## GIVEN PROBLEM
Express every line of the data below as a JSON list of strings, with one string per line and blank lines omitted.
** Start of EXERCISE INPUTS **
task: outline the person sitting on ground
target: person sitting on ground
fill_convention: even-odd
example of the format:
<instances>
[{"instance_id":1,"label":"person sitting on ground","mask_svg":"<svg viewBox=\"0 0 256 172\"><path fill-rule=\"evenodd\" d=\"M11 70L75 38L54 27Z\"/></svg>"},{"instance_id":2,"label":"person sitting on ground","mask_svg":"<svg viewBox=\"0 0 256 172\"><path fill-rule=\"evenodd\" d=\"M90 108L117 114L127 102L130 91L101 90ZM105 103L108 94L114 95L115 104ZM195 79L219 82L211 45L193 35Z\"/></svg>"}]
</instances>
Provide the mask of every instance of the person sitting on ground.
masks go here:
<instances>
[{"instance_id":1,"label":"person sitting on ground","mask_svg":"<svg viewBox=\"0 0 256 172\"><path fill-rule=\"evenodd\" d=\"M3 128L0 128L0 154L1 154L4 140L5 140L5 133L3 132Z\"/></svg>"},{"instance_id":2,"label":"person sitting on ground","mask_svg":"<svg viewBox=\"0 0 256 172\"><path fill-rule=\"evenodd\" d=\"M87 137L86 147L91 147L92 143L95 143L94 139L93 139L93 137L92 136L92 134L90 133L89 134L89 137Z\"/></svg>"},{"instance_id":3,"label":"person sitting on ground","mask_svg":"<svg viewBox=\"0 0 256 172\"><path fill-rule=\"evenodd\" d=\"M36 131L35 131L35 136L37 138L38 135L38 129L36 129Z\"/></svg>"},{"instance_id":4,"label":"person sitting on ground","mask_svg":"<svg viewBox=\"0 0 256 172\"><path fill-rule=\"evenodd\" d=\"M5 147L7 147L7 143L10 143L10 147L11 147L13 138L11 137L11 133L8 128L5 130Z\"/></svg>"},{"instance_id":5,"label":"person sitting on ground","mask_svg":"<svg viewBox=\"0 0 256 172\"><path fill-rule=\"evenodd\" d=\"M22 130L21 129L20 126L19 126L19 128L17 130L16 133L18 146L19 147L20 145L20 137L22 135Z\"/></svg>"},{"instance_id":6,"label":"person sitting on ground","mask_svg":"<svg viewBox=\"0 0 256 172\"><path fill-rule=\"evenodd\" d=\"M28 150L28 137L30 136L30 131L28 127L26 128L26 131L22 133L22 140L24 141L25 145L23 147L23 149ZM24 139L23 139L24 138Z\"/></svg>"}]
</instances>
** End of EXERCISE INPUTS **
## REPLY
[
  "task: outline the person sitting on ground",
  "target: person sitting on ground",
  "fill_convention: even-odd",
  "example of the format:",
  "<instances>",
  "[{\"instance_id\":1,\"label\":\"person sitting on ground\",\"mask_svg\":\"<svg viewBox=\\\"0 0 256 172\\\"><path fill-rule=\\\"evenodd\\\" d=\\\"M11 70L75 38L54 27Z\\\"/></svg>\"},{\"instance_id\":2,\"label\":\"person sitting on ground\",\"mask_svg\":\"<svg viewBox=\\\"0 0 256 172\\\"><path fill-rule=\\\"evenodd\\\" d=\\\"M90 108L117 114L127 102L130 91L101 90ZM105 103L108 94L114 95L115 104ZM195 79L219 82L211 45L193 35Z\\\"/></svg>\"}]",
  "</instances>",
  "Provide the mask of every instance of the person sitting on ground.",
  "masks go here:",
  "<instances>",
  "[{\"instance_id\":1,\"label\":\"person sitting on ground\",\"mask_svg\":\"<svg viewBox=\\\"0 0 256 172\\\"><path fill-rule=\\\"evenodd\\\" d=\\\"M3 128L0 128L0 154L1 154L4 140L5 140L5 133L3 132Z\\\"/></svg>\"},{\"instance_id\":2,\"label\":\"person sitting on ground\",\"mask_svg\":\"<svg viewBox=\\\"0 0 256 172\\\"><path fill-rule=\\\"evenodd\\\" d=\\\"M87 137L86 147L91 147L92 143L95 143L94 139L93 139L93 137L92 136L92 134L90 133L89 134L89 137Z\\\"/></svg>\"},{\"instance_id\":3,\"label\":\"person sitting on ground\",\"mask_svg\":\"<svg viewBox=\\\"0 0 256 172\\\"><path fill-rule=\\\"evenodd\\\" d=\\\"M36 131L35 131L35 136L37 138L38 135L38 129L36 129Z\\\"/></svg>\"},{\"instance_id\":4,\"label\":\"person sitting on ground\",\"mask_svg\":\"<svg viewBox=\\\"0 0 256 172\\\"><path fill-rule=\\\"evenodd\\\" d=\\\"M5 147L7 147L7 143L10 143L10 147L11 147L13 138L11 137L11 133L8 128L5 130Z\\\"/></svg>\"},{\"instance_id\":5,\"label\":\"person sitting on ground\",\"mask_svg\":\"<svg viewBox=\\\"0 0 256 172\\\"><path fill-rule=\\\"evenodd\\\" d=\\\"M22 130L21 129L20 126L19 126L19 128L17 130L16 133L18 146L19 147L20 145L20 137L22 135Z\\\"/></svg>\"},{\"instance_id\":6,\"label\":\"person sitting on ground\",\"mask_svg\":\"<svg viewBox=\\\"0 0 256 172\\\"><path fill-rule=\\\"evenodd\\\" d=\\\"M28 150L28 137L30 136L30 131L28 127L26 128L26 131L22 133L22 140L24 141L25 145L23 147L23 149ZM24 139L23 139L24 138Z\\\"/></svg>\"}]",
  "</instances>"
]